== Page extract ==

I have a problem with iRules.

 

I have a pool with two weblogic servers. I want to maintain persistence based on cookies.

 

I create a virtual server for the pool of the two weblogic servers and I associate the iRules to the virtual server. But the persistence does not work. The traffic is always loadbalanced between the two nodes. Please can you help me? The iRules are:

 

 

* Servidor Web

 

when HTTP_REQUEST {

 

if { [HTTP::cookie exists WEBSRV] } {

 

persist uie [HTTP::cookie WEBSRV];

 

 

}

 

}

 

 

when HTTP_RESPONSE {

 

if { not [HTTP::cookie exists WEBSRV ] } {

 

set ip_srv [IP::server_addr];

 

set valor [ string range $ip_srv [ expr [string last . $ip_srv ] + 1] 15];

 

set val_cookie "WEBSRV=$valor; path=/"

 

HTTP::header insert Set-Cookie $val_cookie;

 

persist add uie $valor;

 

}

 

}

 

 

 

* Weblogic

 

when HTTP_REQUEST {

 

if { [HTTP::cookie exists WLSRV] } {

 

persist uie [HTTP::cookie WLSRV];

 

 

}

 

}

 

 

when HTTP_RESPONSE {

 

if { not [HTTP::cookie exists WLSRV ] } {

 

set ip_srv [IP::server_addr];

 

set valor [ string range $ip_srv [ expr [string last . $ip_srv ] + 1] 15];

 

set val_cookie "WLSRV=$valor; path=/"

 

HTTP::header insert Set-Cookie $val_cookie;

 

persist add uie $valor;

 

}

 

}

 

Thanks and regards

5 Replies

  • If you want to persist based on a specific cookie that has been programmed into the application, I would suggest you get the name and the length and simply use a cookie hash profile, this is the most efficient that I have found rather than trying to control it via an iRule.

     

     

    If you are dealing with a weblogic cluster, or any other J2EE/JEE cluster you have to be careful with persistence, if the application is stateless than you shouldn't need persistence, if it is a stateful application, then persistence is pretty much implied, as such you need to start looking at either the embedded application cookie which probably contains the users session information, or in the case of Weblogic and most other J2EE/JEE containers/servlet engines, look at the JSESSIONID, and hash that.

     

     

    I went through this a few times and found that simply using the cookie has profile with LTM is far more efficient than trying to set a bunch of irule logic to handle the cookie.

===

▸ **Written request**:
Write a continuation of the forum thread on cookie persistence with iRules, starting after its last sentence. The records play no part here.

== Information supplied ==

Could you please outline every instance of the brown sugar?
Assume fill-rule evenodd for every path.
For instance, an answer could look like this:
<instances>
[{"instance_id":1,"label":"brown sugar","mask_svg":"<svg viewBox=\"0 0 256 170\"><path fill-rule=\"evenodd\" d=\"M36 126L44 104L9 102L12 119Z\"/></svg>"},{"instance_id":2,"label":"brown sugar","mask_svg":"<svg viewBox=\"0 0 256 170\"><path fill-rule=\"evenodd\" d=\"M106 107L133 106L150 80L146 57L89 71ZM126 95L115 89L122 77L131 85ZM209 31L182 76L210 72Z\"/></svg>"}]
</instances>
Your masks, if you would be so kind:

===
== Information supplied ==

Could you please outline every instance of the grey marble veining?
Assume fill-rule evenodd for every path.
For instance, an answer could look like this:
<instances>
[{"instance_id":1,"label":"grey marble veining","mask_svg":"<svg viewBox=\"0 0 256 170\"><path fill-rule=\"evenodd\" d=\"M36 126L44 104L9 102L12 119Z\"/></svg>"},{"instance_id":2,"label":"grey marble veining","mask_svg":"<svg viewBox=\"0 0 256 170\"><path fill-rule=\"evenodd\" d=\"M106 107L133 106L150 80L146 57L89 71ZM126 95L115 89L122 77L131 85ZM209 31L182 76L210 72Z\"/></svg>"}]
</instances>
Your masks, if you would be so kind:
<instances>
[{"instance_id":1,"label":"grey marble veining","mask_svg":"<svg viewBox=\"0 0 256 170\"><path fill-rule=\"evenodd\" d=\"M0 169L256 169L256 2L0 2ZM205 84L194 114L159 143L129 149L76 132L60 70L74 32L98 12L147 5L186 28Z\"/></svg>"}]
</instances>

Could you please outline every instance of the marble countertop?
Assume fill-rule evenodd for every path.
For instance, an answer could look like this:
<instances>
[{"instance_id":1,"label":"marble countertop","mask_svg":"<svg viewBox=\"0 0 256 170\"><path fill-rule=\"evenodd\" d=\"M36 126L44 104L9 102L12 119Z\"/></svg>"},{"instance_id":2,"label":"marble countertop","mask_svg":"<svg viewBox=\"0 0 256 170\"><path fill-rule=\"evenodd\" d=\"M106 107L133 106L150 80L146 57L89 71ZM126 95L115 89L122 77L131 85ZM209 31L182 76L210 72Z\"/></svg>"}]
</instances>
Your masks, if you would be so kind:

===

▸ **Expected answer**:
    The other thing you are doing is trying to create your cookie on the fly, to correspond to the IP address and seemingly the root of URI path, if I am reading that right. The real question it seems is what are you trying to accomplish and if it is simply persisting to the same server with a cookie, then either hash the jsessionID or the internal cookie from the application, or use active cookie insert and set it to the timeout of the application.

     

     

    iRules are very powerful, but they can be your worst enemy if you don't do them right, in this case it looks like you are trying to accomplish something that a persistence profile will handle a whole lot easier, and it's less administrative overhead.

     

     

    -Wes
  • Hello Wes

     

     

    Thanks for the answer. SO, you recommend me to use the COOKIE HASH PROFILE. I will try it and let´s see what are the results.

     

    I have never configured this type of persistence. I have read that when you use it, you have to map a defined cookie value to a node. When the client returns to the site, the LTM uses the information of the cookie to give client the correct node. It is mandatory that the server generates a cookie. I will verify that the server generates the cookies correctly.

     

    I have two questions:

     

    1. What information should I specify in order to insert it into the cookie of the server?

     

    2. In case that we are using WEBLOGIC CLUSTER, we have to hash the JSESSIONID, how could I do it...?

     

     

    Thanks in advance,

     

    María

     

  • Hi again,

     

     

    We are not using CLUSTERING in the weblogic servers. I mean: the WEBLOGIC SERVERS are working as independent sservers (not clusteres). So, any idea about how to create the hash cookies persistence?

     

     

    Thanks in advance.

     

    Regards

     

    María
  • Sorry this is so late, must have missed the alert, hopefully you found it, if not you simply need to create a cookie profile using a hash, for the cookie name use JSESSIONID. The cluster does not determine whether or not you use a JSESSIONID, most containers use them, unless turned off, which no one should do unless they are storing the session information in a different cookie.

     

     

    Create the cookie hash profile, specify the JSESSIONID as the cookie name, if there is a specific length that the cookie has you can specify that in the length value, I usually just leave them offset and length set to the defaults, works better that way, so if the cookie entropy ever changes you don't have to change the profile.

     

     

    Apply the new persistence profile to your VIP, if you want a timeout value for the cookie, make sure you set that in the profile as well.

     

     

    The F5 will look in the header for the JSESSIONID as a cookie, if it is not there it will send the request to the server, inspect the server header response, find the JSESSIONID cookie, and hash it and store the value in a persistence table which it will lookup to see which cookie came from which server, very cool stuff.

     

     

    If the header has the cookie it will look in the persistence table for it, if it's not there, it's probably a stale session, so it will send it to the next server in the LB pool and if the ID changes, hash that in the persistence table, if it stays the same, it...guess? Yes of course, hashes that as well. ;-)

     

     

    Let me know how it went/goes.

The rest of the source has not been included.